Task requirements:
a: Answer these questions using the essay about Neil's yoga practice:
(i) What came first among the things getting in Neil's way?
(ii) Who started school?
(iii) What clothing did the narrator buy Neil for yoga class?
b: Translate this sentence from the essay about Neil's yoga practice into Spanish: "Then there’s one more impediment: me."
c: Pick up the essay about Neil's yoga practice after its final question and write the next few sentences.

Source text:
+--

It’s not that Neil doesn’t have the desire to go to yoga class. He does. But first he had a big book deadline, then we were packing up and relocating for his sabbatical. And then another big book deadline. And Lucien starting school. And a new apartment to set up. And out of town work trips. And an academic journal to edit. And on and on; so much getting in between Neil and his yoga practice.
Then there’s one more impediment: me.
This is awful to say but I fear that the real reason Neil has stopped going to yoga class is simple; I have stopped making him go.
I don’t mean forcing him out the door (though there have been Sunday mornings when it felt like that), but finding an appropriate class and teacher, carving out time in his schedule, taking care of our son during his class time. Even going out and buying him shorts and a T-shirt so he’d have something to wear to yoga class.
Is it my responsibility to schedule my husband’s yoga time?

+--

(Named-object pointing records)
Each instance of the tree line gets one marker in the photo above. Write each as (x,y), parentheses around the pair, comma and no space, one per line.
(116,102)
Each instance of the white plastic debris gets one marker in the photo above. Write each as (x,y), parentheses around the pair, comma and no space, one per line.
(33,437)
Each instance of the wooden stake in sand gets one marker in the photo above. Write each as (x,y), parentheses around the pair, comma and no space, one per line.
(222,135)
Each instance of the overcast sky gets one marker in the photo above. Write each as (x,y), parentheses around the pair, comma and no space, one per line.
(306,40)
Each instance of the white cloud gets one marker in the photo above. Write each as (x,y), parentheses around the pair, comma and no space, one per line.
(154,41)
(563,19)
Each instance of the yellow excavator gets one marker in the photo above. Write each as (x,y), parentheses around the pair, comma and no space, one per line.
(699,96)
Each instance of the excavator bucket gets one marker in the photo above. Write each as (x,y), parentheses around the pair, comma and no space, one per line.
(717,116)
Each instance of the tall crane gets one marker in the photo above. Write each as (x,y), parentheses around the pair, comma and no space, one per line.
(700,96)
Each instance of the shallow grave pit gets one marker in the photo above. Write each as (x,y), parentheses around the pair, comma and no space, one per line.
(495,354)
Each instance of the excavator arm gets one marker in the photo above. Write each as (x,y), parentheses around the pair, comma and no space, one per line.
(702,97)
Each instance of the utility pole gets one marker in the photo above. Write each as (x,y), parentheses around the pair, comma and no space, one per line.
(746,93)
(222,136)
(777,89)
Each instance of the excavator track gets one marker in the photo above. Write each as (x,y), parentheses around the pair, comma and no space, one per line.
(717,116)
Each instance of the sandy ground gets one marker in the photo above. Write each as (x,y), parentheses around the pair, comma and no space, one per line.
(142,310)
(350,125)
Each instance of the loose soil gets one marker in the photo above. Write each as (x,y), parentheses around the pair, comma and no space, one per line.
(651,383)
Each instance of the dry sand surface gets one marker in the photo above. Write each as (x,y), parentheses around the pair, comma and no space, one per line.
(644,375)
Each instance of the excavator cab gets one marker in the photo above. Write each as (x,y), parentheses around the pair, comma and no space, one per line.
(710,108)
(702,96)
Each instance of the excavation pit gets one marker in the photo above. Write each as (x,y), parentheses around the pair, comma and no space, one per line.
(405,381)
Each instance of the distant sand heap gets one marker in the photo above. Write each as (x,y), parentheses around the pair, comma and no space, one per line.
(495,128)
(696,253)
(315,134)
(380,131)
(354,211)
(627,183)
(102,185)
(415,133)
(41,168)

+--

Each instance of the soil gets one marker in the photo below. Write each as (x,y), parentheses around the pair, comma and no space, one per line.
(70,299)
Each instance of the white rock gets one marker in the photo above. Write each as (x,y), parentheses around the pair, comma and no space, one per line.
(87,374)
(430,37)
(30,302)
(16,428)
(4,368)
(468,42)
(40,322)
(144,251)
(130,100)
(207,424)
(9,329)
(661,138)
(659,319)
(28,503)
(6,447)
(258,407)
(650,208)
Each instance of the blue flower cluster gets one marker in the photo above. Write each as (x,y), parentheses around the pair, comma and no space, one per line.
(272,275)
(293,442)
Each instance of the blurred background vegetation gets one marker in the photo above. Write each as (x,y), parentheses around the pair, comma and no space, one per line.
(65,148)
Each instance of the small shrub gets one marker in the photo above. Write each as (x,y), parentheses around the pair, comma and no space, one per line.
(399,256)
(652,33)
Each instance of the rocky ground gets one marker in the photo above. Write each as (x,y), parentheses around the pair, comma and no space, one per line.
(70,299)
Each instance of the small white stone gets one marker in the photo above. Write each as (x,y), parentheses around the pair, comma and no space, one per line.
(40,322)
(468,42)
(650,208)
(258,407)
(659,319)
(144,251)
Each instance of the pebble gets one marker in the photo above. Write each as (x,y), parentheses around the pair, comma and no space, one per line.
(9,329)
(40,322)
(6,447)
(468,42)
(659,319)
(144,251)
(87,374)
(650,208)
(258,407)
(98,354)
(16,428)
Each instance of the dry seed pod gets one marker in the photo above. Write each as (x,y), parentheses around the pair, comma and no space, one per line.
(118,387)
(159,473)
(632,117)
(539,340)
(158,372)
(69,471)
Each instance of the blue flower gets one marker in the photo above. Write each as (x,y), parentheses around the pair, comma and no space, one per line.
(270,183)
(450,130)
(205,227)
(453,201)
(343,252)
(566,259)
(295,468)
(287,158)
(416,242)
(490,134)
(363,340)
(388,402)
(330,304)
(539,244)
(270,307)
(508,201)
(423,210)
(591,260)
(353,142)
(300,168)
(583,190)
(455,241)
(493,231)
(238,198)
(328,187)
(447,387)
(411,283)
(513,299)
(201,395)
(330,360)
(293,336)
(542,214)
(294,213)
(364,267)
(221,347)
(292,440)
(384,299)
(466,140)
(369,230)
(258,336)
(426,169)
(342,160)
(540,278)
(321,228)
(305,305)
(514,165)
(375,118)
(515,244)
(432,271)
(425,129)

+--

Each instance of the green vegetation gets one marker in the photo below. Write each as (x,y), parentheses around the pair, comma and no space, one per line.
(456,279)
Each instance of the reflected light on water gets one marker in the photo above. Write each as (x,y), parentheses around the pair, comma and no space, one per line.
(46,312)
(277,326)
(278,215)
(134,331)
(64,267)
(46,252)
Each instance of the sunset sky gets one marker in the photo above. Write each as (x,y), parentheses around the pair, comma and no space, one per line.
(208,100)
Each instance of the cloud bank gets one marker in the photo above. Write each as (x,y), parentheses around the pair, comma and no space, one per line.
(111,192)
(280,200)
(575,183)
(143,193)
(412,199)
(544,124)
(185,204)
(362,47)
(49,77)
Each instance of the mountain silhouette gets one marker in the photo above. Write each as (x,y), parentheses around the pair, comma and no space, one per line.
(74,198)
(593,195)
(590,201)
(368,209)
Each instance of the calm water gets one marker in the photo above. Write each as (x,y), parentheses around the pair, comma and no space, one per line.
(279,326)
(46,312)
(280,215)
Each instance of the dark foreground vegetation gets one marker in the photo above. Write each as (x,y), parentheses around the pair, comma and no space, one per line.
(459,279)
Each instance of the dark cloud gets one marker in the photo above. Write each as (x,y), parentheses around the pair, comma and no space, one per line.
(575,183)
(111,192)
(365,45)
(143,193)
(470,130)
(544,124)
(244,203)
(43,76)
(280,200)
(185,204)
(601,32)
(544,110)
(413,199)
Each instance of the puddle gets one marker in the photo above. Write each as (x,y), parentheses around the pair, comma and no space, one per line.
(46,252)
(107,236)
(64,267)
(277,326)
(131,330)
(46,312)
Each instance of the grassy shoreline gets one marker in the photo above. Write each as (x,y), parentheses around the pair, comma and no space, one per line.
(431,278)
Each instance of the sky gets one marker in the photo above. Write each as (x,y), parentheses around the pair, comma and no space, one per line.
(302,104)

+--

Expected results:
a:
(i) A big book deadline.
(ii) Lucien.
(iii) Shorts and a T-shirt.

b: Luego hay un impedimento más: yo.

c:
Part of me, the selfish part, says no, of course not. Isn’t that his job? But the yogi in me says, maybe.
After all, I want Neil to practice yoga for all the right reasons. Because I love him and care about his health; because he works so hard both in the office and at home and needs and deserves a weekly break; because a more relaxed and rested husband means a happier family. The truth is Neil probably wouldn’t do yoga if I didn’t encourage (read: “make”) him.
And what about the many, many times Neil has made it possible for me to practice?
Still, lately, when it’s come down to it, I’ve been hoarding that yoga class time for myself. With all the changes in our life recently, I’ve had a hard time reestablishing my home practice and have relied on my one or two yoga classes a week for my practice. It’s been hard to want to halve that in order to make sure Neil practices, too.
But the other day on a Sunday afternoon, Neil and Lucien were out and I finally took out my mat, my blankets, my chair, my yoga props and spent a glorious hour plus on the living room floor returning to my practice.
As I sat in meditation at the end of my home session, I couldn’t help but think about my next project: Getting Neil back to yoga class.
Does your partner practice? Do you feel a responsibility for getting her or him to class?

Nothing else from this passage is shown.